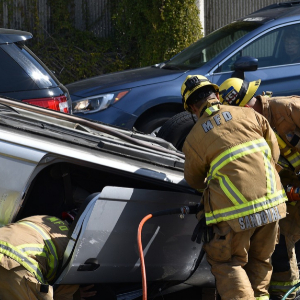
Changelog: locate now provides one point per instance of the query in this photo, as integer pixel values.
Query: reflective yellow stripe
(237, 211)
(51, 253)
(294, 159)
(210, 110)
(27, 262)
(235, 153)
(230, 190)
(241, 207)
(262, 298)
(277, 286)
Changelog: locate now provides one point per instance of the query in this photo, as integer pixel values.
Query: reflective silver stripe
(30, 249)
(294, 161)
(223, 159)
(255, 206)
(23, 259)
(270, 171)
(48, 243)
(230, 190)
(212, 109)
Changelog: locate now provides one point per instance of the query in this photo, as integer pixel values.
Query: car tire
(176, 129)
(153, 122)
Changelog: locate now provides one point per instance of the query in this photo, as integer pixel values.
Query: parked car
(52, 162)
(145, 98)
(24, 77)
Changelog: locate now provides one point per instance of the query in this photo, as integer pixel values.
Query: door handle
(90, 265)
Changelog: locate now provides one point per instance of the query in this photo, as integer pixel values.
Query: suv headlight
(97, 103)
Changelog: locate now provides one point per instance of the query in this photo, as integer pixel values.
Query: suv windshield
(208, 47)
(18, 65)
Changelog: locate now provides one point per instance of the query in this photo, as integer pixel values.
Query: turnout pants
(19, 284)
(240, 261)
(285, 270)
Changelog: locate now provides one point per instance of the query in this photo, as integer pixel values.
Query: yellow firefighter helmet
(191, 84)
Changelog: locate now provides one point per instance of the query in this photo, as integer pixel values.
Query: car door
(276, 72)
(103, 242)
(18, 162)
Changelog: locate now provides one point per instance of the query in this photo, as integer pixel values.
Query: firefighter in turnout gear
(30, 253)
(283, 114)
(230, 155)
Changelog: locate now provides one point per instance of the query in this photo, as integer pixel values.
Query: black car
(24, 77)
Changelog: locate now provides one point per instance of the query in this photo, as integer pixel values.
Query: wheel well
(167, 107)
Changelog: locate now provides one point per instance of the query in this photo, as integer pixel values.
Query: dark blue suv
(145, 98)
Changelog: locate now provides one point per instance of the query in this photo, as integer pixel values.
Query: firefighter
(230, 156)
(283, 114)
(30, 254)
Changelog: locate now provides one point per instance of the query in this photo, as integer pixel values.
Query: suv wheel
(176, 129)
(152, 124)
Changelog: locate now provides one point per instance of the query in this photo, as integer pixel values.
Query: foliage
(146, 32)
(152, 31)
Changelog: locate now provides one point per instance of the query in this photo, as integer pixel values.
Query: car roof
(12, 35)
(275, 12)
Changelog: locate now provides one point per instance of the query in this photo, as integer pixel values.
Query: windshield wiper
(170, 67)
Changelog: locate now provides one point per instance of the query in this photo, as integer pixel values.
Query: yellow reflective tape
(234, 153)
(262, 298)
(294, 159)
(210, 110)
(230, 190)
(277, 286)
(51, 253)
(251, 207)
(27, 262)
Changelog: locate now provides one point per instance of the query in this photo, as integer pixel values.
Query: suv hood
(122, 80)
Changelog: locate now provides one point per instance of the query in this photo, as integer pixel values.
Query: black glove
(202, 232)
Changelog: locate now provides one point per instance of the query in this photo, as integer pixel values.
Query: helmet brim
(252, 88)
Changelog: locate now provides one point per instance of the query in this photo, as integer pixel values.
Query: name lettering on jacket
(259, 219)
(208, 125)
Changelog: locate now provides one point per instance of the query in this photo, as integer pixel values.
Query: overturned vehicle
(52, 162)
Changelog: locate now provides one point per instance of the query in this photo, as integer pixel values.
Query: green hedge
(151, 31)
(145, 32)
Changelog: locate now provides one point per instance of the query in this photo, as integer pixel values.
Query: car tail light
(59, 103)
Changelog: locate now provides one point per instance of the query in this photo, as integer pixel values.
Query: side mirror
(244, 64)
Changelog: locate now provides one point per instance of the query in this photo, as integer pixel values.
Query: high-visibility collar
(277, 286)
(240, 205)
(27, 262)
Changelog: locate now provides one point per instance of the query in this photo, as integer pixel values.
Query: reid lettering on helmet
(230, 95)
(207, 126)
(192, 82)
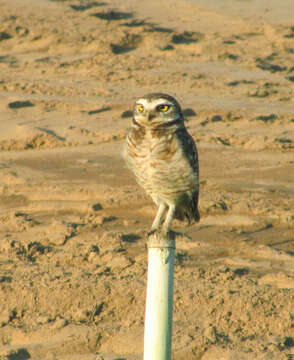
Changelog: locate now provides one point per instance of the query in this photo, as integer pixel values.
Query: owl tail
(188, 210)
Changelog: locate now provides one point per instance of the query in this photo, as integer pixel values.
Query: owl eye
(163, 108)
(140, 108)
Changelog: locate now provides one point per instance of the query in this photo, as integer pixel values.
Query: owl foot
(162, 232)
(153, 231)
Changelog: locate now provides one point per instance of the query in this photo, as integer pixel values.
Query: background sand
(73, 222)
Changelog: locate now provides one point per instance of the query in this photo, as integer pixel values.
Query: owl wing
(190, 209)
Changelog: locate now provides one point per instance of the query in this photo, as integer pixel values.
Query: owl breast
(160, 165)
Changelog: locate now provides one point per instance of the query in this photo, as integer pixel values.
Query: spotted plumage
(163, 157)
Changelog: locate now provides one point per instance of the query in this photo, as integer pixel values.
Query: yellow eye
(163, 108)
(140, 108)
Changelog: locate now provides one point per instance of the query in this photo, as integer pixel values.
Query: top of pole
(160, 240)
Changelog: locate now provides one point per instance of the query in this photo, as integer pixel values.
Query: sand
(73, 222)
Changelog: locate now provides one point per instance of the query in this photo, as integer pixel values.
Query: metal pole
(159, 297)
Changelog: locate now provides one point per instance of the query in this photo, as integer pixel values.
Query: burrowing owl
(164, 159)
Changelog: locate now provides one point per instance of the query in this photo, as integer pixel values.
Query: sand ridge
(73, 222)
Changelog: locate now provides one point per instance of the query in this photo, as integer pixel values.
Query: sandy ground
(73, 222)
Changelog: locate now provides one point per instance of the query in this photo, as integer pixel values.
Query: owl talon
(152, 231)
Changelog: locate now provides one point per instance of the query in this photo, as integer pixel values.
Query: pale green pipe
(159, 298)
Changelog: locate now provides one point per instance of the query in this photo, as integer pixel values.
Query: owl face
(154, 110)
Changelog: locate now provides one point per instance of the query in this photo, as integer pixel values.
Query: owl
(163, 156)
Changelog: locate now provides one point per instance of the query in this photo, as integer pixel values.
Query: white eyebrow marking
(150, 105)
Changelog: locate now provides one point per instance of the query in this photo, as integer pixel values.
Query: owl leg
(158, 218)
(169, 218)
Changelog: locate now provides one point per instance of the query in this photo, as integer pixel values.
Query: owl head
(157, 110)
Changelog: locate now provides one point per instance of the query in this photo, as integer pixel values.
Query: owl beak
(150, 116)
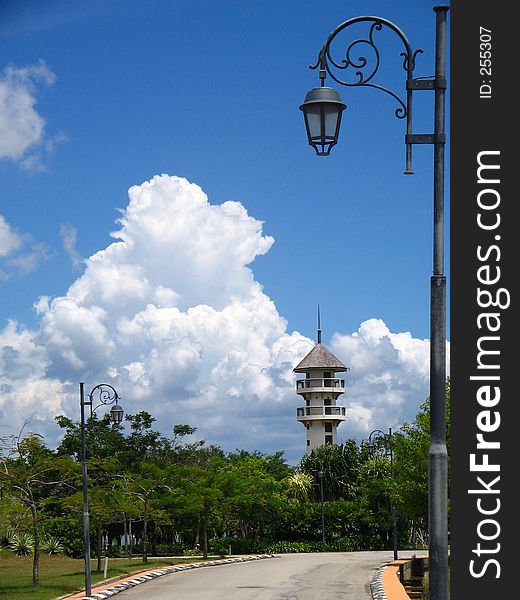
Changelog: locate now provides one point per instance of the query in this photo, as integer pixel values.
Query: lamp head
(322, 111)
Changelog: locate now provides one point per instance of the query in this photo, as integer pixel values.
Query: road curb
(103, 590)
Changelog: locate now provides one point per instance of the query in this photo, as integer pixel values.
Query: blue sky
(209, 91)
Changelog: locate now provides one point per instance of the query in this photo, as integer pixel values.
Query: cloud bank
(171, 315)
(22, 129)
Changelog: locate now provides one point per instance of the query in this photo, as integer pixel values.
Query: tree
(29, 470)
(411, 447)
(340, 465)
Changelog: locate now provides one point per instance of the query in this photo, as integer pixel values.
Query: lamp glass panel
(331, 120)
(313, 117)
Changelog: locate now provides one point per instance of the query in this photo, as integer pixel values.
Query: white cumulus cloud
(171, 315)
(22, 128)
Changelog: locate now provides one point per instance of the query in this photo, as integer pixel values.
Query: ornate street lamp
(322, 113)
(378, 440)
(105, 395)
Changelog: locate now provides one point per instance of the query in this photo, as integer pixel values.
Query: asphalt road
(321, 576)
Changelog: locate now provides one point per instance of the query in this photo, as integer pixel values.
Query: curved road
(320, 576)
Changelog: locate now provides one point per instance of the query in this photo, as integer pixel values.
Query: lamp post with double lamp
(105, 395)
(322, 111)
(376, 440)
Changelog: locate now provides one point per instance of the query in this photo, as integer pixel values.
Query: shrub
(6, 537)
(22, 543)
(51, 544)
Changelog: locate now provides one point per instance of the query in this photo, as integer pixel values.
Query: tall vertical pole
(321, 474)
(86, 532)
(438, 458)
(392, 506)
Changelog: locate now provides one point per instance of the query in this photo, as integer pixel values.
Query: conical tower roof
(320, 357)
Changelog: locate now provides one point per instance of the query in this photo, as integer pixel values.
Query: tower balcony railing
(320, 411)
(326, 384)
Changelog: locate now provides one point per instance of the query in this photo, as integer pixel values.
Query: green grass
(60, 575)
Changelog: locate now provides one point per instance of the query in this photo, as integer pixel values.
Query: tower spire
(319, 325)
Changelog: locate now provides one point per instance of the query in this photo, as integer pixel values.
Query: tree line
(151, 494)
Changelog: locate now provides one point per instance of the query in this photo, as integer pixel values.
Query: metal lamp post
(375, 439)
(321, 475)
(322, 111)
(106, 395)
---
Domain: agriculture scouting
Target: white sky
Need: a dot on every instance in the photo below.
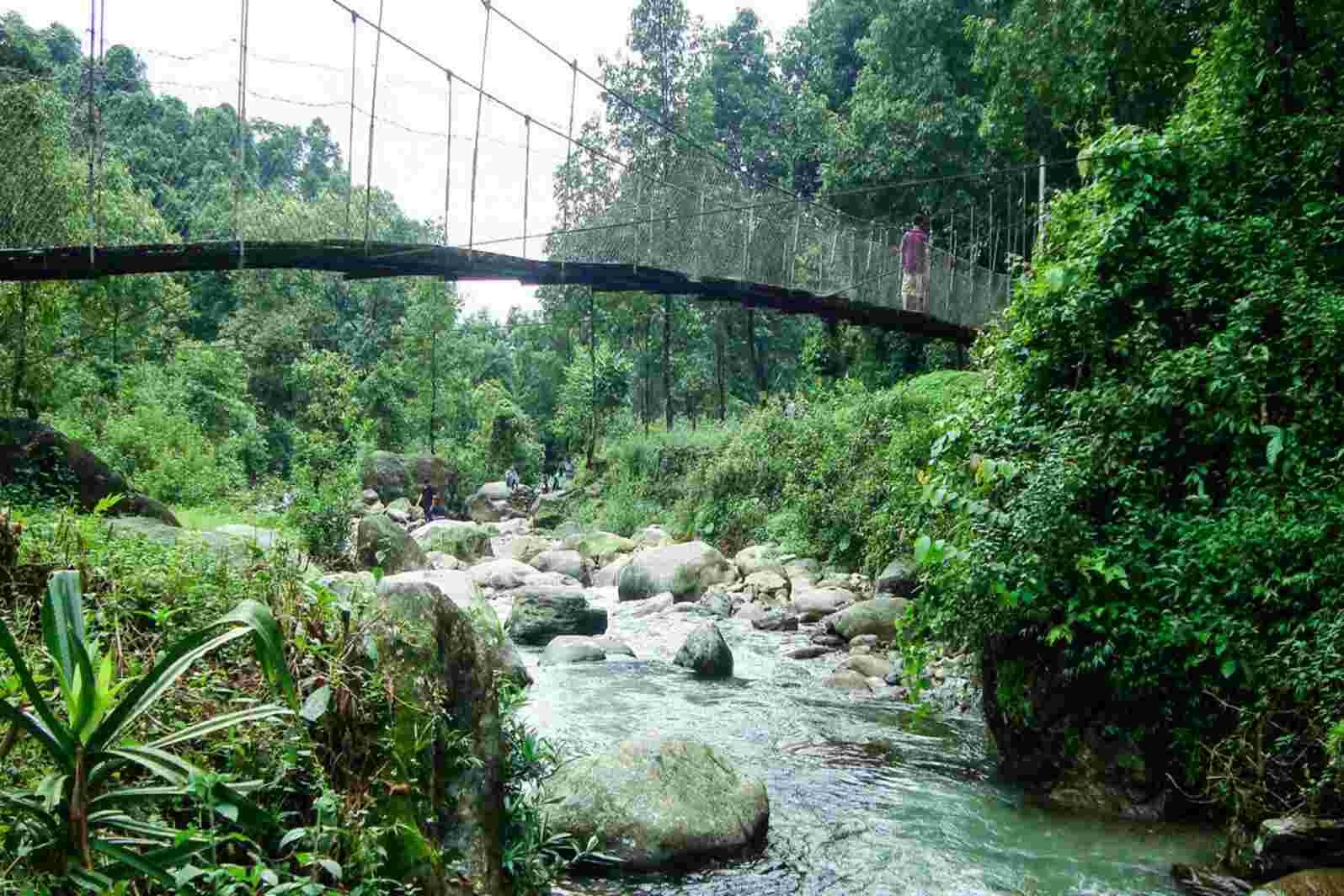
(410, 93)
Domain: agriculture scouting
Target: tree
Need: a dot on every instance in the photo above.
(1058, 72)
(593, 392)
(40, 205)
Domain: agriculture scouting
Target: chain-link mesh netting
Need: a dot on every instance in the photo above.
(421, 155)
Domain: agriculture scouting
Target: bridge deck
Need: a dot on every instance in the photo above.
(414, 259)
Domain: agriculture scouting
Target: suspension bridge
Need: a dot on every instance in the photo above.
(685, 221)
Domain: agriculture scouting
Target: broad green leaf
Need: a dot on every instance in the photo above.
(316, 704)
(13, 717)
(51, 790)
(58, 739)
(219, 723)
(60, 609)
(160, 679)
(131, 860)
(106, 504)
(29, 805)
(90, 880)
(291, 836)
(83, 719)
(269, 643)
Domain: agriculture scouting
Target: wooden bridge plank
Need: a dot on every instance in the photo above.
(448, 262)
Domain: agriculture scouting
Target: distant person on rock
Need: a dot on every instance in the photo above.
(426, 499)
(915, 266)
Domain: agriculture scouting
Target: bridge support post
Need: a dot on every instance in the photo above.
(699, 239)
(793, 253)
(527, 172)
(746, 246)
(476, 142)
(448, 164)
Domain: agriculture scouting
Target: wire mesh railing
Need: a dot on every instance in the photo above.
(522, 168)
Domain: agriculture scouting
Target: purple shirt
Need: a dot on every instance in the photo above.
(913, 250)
...
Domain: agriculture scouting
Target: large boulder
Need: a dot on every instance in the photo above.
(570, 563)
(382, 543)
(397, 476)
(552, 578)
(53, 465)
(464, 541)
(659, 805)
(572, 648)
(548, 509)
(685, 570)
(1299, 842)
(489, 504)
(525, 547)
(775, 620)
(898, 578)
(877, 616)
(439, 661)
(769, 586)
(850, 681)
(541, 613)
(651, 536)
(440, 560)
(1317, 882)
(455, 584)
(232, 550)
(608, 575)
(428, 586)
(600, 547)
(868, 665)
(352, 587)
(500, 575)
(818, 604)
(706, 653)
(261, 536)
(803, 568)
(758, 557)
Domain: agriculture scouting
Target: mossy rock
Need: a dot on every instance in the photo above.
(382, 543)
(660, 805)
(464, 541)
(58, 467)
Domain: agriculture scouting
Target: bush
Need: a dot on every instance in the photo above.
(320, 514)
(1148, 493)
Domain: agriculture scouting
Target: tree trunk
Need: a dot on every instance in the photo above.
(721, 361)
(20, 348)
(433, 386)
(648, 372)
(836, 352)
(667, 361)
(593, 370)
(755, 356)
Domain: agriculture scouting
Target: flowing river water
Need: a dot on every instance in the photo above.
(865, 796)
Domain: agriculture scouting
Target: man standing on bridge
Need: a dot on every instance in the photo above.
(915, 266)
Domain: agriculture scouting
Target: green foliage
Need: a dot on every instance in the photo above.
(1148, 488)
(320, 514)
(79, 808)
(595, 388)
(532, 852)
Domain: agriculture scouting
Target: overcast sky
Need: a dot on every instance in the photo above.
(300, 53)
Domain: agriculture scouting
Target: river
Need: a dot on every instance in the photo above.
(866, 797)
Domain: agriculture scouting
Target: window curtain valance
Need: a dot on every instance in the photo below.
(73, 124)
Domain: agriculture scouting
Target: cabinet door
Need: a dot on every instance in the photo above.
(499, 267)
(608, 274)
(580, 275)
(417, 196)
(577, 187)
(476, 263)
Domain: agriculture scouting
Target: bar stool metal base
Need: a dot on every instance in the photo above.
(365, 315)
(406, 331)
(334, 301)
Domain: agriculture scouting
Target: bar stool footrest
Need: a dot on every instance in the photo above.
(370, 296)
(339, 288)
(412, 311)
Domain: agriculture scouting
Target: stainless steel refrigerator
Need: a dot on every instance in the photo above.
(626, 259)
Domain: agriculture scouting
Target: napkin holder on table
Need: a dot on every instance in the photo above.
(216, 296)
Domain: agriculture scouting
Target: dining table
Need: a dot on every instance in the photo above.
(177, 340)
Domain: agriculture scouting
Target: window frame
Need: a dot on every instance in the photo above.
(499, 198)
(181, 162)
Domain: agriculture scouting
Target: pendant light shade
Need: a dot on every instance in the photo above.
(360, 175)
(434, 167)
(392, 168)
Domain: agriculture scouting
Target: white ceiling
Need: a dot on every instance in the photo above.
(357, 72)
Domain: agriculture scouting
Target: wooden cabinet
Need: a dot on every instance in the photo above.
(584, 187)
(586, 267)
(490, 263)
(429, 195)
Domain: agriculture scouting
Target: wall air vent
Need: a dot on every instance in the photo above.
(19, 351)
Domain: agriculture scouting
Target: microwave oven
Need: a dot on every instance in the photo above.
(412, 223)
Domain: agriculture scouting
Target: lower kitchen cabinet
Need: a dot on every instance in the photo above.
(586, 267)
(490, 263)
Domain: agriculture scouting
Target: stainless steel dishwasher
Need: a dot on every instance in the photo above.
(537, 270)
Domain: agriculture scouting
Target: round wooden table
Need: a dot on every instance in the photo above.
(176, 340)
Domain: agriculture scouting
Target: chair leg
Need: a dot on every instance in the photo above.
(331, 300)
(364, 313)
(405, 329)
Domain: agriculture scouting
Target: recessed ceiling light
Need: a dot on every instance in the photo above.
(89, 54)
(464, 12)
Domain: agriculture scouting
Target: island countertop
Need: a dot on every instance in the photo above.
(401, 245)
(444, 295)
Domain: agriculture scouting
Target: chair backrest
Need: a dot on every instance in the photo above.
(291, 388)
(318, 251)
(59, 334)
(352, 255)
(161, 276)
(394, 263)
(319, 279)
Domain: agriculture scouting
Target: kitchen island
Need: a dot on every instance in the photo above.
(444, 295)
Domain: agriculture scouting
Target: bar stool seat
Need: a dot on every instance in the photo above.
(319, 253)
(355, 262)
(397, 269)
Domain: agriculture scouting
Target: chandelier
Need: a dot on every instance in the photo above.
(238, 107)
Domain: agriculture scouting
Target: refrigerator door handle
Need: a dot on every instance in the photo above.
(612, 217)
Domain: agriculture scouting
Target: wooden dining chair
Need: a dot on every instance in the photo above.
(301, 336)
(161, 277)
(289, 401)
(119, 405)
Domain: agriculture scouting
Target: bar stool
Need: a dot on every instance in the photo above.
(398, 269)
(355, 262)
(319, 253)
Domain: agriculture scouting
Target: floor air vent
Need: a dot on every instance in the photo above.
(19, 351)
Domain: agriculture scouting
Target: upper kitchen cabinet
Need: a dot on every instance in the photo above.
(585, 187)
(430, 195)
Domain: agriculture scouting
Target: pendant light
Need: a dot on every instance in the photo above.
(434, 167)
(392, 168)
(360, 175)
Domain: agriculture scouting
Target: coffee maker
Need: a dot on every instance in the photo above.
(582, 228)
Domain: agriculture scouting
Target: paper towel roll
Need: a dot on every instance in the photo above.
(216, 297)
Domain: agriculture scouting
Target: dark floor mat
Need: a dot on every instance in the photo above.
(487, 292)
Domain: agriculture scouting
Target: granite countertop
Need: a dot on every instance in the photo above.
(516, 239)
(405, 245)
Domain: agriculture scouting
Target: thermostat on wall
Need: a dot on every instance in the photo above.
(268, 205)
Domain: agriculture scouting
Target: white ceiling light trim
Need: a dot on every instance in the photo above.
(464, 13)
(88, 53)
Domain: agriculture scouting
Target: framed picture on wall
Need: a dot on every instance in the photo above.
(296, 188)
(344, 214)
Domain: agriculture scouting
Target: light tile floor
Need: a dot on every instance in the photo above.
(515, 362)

» **Task item**
Only lines with the word "table" go in the answer. Take them all from the entries above.

» **Your response**
Target: napkin holder on table
Target: dining table
Target: round wooden table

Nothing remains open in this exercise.